Please tally how many lines of the material below contain the string "balcony". Reply with the number alone.

>> Begin Data in this exercise

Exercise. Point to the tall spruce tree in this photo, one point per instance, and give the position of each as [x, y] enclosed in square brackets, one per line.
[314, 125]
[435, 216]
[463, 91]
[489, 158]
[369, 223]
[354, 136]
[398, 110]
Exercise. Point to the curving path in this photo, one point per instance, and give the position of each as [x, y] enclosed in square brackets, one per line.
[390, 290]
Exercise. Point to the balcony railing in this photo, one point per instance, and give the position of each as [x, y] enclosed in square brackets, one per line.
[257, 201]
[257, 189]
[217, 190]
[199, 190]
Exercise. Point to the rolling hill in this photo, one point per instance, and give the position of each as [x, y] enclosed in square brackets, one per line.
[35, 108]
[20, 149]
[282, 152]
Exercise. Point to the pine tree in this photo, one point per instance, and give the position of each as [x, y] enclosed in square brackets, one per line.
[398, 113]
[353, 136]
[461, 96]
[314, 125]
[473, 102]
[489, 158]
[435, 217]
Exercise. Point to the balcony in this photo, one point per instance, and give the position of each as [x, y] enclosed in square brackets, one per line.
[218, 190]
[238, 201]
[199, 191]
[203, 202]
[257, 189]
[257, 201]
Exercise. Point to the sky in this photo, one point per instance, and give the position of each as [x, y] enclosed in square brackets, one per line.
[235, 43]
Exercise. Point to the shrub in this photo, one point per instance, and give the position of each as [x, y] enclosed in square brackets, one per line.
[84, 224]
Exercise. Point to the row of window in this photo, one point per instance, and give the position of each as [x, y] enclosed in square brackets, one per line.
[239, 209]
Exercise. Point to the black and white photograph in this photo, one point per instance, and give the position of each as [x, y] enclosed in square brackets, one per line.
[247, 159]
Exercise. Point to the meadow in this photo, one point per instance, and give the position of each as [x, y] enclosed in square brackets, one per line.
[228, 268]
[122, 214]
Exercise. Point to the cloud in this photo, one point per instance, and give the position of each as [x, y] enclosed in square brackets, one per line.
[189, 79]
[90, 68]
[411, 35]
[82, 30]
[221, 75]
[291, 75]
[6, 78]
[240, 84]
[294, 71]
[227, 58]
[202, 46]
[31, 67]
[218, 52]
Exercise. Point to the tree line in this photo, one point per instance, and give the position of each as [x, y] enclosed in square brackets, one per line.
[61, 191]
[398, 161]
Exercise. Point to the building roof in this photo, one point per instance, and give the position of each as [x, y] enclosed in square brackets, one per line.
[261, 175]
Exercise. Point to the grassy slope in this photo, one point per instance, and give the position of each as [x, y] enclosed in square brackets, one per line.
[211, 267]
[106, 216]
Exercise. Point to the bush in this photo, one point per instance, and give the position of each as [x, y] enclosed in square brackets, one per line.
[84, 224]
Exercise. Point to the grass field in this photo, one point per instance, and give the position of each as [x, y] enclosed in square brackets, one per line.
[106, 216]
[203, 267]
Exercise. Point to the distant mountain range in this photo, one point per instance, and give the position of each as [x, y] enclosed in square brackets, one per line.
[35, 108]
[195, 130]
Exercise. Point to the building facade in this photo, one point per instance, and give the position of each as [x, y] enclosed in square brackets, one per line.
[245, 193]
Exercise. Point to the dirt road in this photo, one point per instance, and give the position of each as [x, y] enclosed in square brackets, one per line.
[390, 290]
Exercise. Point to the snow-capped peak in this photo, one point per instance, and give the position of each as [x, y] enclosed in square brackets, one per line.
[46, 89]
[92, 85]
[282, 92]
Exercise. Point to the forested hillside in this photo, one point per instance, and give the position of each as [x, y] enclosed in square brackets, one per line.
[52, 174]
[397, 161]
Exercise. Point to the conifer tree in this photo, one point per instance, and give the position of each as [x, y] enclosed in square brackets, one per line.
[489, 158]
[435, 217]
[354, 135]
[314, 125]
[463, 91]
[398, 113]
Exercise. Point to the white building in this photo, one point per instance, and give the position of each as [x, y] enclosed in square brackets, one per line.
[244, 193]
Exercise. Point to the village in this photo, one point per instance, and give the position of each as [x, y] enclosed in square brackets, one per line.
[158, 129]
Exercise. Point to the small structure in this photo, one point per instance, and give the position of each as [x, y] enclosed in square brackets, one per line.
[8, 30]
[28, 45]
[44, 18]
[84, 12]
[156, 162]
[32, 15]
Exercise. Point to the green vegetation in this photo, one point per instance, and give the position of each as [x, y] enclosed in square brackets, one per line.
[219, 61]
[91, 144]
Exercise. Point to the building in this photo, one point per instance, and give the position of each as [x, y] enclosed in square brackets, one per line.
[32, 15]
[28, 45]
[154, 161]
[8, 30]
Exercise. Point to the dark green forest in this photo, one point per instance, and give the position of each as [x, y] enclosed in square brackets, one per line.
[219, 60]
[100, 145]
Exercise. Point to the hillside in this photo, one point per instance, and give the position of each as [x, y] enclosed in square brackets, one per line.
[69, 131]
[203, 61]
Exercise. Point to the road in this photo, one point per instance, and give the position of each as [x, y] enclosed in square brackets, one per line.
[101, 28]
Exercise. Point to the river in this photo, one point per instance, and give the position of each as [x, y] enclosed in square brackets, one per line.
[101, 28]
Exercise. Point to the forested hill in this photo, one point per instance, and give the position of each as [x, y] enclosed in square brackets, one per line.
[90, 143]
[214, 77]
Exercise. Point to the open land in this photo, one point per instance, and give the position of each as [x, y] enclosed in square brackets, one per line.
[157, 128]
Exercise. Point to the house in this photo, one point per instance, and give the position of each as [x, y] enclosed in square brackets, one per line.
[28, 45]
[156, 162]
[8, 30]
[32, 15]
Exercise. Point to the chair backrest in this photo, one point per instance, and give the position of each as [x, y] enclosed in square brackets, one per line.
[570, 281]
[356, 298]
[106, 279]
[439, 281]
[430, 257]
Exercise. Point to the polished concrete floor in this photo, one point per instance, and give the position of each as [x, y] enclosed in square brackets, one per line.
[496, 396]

>> End Data in this exercise
>> Begin Data in this exercise

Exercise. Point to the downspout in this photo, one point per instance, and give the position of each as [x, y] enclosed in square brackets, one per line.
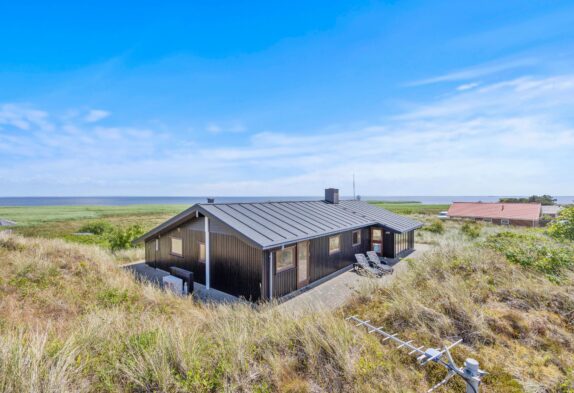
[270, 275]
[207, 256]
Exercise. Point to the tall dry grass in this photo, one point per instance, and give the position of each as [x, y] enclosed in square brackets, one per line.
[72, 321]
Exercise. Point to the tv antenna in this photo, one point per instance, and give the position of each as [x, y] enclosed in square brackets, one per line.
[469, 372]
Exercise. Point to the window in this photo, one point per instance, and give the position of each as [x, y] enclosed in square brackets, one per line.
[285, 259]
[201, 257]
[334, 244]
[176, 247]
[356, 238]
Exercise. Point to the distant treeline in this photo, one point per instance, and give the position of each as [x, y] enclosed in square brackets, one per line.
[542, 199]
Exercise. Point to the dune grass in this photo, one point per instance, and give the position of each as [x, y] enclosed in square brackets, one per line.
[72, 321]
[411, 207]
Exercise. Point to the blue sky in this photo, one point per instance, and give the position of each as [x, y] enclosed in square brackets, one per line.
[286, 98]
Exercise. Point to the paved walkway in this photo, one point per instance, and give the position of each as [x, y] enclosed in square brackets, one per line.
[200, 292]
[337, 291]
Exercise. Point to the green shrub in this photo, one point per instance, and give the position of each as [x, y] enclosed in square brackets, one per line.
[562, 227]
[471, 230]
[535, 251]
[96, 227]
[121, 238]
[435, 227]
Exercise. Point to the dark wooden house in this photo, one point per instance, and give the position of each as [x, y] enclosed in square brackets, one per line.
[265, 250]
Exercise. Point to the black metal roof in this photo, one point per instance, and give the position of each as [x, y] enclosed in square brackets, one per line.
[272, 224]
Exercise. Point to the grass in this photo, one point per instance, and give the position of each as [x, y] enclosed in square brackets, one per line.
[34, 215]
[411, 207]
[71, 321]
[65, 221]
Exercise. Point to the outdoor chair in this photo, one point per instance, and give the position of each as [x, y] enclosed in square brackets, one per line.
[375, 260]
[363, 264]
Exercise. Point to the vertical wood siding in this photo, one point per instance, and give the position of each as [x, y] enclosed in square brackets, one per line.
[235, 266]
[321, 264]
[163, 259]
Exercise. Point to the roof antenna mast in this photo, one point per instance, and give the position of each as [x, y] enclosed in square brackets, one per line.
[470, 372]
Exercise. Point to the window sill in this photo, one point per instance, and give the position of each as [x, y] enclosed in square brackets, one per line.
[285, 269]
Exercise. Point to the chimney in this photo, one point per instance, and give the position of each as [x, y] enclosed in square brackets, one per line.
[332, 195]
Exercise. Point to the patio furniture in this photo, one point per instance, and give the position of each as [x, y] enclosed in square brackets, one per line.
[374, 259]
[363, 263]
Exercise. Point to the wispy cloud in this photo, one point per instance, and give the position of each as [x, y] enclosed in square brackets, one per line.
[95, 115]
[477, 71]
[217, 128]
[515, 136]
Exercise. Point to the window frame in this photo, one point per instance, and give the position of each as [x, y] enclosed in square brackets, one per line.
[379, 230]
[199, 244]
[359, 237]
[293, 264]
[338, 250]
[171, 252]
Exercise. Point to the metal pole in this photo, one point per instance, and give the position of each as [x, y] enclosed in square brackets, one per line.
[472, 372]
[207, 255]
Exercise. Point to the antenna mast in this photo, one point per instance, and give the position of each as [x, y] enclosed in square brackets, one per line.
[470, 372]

>> End Data in this exercise
>> Begin Data in this exercise

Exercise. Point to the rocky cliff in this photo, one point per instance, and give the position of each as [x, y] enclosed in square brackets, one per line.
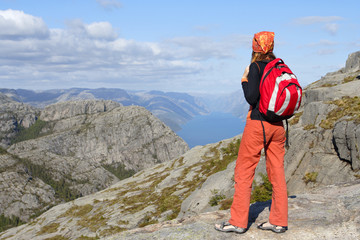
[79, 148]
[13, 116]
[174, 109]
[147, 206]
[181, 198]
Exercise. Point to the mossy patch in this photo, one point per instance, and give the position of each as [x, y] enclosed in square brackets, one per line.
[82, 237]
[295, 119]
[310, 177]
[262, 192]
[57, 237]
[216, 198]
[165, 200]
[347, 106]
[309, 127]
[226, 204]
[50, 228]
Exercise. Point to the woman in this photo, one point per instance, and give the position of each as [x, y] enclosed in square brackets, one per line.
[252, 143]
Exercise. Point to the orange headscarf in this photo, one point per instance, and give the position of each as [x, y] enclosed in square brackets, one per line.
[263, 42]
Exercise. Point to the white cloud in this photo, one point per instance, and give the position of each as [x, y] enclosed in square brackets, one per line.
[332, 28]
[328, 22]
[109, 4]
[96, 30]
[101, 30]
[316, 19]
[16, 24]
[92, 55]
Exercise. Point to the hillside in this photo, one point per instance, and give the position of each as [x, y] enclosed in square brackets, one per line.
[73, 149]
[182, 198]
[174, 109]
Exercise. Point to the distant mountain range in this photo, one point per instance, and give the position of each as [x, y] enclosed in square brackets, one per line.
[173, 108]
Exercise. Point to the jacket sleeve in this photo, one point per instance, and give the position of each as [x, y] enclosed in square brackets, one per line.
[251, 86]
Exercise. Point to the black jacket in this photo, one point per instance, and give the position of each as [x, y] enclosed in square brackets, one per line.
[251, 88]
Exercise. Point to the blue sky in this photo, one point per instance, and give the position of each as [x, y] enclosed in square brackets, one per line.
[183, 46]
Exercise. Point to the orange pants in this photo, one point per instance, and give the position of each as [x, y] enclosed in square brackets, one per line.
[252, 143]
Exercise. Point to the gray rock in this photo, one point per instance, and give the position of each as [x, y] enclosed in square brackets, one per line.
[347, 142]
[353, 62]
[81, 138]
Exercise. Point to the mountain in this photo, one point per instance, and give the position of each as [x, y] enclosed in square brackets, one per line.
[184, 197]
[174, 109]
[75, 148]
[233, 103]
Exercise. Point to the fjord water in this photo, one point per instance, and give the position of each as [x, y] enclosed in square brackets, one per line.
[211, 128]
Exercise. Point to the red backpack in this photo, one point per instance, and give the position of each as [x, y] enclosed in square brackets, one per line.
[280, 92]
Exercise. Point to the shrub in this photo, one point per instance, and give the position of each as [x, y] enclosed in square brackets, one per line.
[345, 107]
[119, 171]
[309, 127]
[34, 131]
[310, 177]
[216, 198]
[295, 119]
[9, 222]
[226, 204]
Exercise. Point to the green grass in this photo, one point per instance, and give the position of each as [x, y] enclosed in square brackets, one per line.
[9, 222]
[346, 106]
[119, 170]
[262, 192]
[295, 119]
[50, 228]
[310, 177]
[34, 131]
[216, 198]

>> End Data in this exercise

**Expected answer:**
2